THE DUBAI INTERNATIONAL FINANCIAL CENTRE COURTS 

In the name of His Highness Sheikh Mohammed Bin Rashid Al Maktoum,

Ruler of Dubai 

IN THE SMALL CLAIMS TRIBUNAL

BEFORE SCT JUDGE NATASHA BAKIRCI

BETWEEN

GERONIMA 

   Claimant

and

GERTIE RESTAURANT

                                     Defendant

Hearing:          8 November 2016

Judgment:       13 December 2016


JUDGMENT OF SCT JUDGE NATASHA BAKIRCI


UPON this Claim having been called on 20 October 2016 for a Consultation before SCT Officer Mahika Hart

AND UPON the parties not having reached settlement

AND UPON a Hearing having been held before me on 8 November 2016, with the Claimant in attendance and the Defendant failing to attend

AND PURSUANT to RDC 53.61 which provides that if a defendant does not attend the hearing, the SCT may decide the claim on the basis of the evidence of the claimant alone

AND UPON the Defendant having been given the opportunity to provide additional written submissions after listening to a recording of the Hearing

AND UPON reading the documents submitted in the Court file and hearing the Claimant’s arguments at the Hearing

IT IS HEREBY ORDERED THAT:

1.The Defendant shall pay the Claimant AED 31,800 pursuant to the Sale and Transfer Agreement executed between the parties.

2. The Claimant’s claims for salary, notice period and gratuity are dismissed.

3. The Defendant shall reimburse the Claimant for a portion of the Court Fee in the amount of AED 636.

THE REASONS

Parties

4. The Claimant, Geronima, is an Armenian national who owned and worked at Company LLC. He transferred his trade license in the aforementioned establishment to the Defendant company.

5. The Defendant, Gertie Restaurant is a DIFC registered establishment owned by Shareholder 1 and Shareholder 2 (together referred to as the “Current Shareholders”).

# Data lines
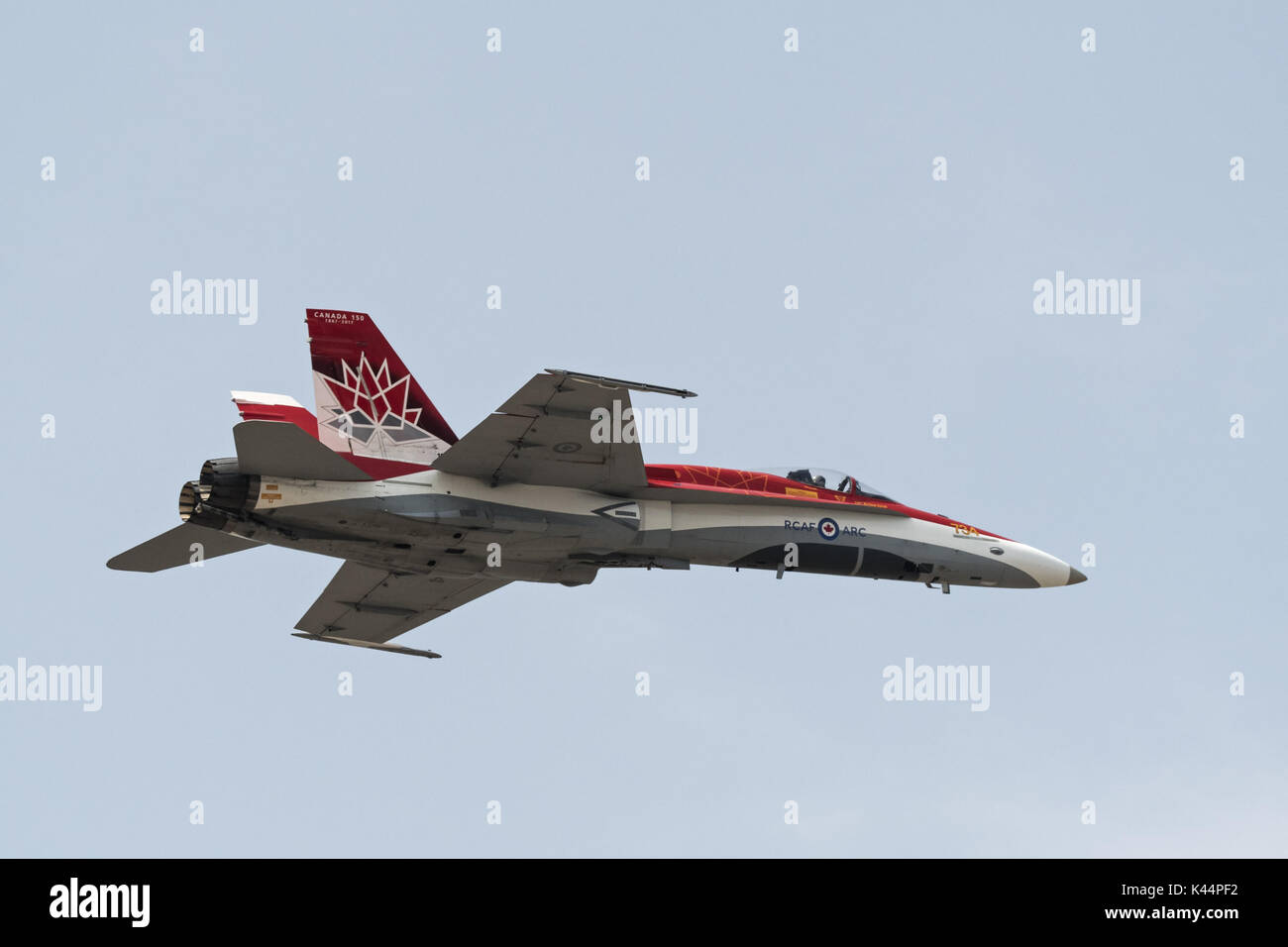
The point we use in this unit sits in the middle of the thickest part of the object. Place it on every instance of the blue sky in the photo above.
(767, 169)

# Complete the following
1 - Copy the court judgment word for word from "IT IS HEREBY" to "the Defendant company.".
2 - In the court judgment, what amount of the Court Fee must the Defendant reimburse to the Claimant?
3 - Continue the court judgment from its final sentence.

# Replies
1 -
IT IS HEREBY ORDERED THAT:

1.The Defendant shall pay the Claimant AED 31,800 pursuant to the Sale and Transfer Agreement executed between the parties.

2. The Claimant’s claims for salary, notice period and gratuity are dismissed.

3. The Defendant shall reimburse the Claimant for a portion of the Court Fee in the amount of AED 636.

THE REASONS

Parties

4. The Claimant, Geronima, is an Armenian national who owned and worked at Company LLC. He transferred his trade license in the aforementioned establishment to the Defendant company.

2 - AED 636

3 -
Background

6. The Claimant owned, operated and worked at Company LLC, a restaurant in the DIFC which operated in a retail unit in Retail Towers (hereafter referred to as the “Premises”). He was allegedly subject to an Employment Agreement entered into between himself and Company LLC, on 23 April 2014, with his position of “General Manager” to begin on 20 May 2014.

7. In January 2016, the Claimant and the Current Shareholders came to an alleged informal agreement that the Current Shareholders would take over the business and the Claimant would stay on as General Manager. There is dispute between the parties as to the substance of the agreement reached in January 2016, but the parties agree that the Current Shareholders took over the lease agreement for the Premises and began to pay the rent in January 2016. No transfer of the shares in the Company LLC occurred at this time.

8. While the Claimant contends that the restaurant was fully operational in January 2016, the parties agree that the Current Shareholders sought to spend some time re-branding and making changes in the restaurant concept such that required a break in operation. The Claimant expected that the restaurant would open again in May 2016, when he would resume work as the General Manager, but it did not, allegedly due to issues with the alcohol license.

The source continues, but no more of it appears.